Exercise objective:
Only lines containing the word "point" are needed; pull them out of the material.

Given data:
-- -- --
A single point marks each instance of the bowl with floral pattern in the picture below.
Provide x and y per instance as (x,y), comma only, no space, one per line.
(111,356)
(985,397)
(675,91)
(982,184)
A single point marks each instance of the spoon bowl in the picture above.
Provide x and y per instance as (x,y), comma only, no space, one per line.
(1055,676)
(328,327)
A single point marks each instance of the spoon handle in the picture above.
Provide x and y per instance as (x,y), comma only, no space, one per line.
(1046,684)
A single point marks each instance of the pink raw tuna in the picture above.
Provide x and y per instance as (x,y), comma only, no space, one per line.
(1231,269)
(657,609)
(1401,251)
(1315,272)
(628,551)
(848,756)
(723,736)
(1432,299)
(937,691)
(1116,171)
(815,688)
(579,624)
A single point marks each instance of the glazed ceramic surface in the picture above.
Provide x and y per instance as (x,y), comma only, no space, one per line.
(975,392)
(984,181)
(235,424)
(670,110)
-- -- --
Output:
A single point marks each instance of the bowl with floral pattern in the picture below.
A single point marks each instance of the spoon bowl in the picture above.
A single point marks each instance of the spoon handle in the picture above.
A single point marks each instance of the pink raw tuna in the picture above.
A single point marks each instance of the glazed ceramic surface in the picture above.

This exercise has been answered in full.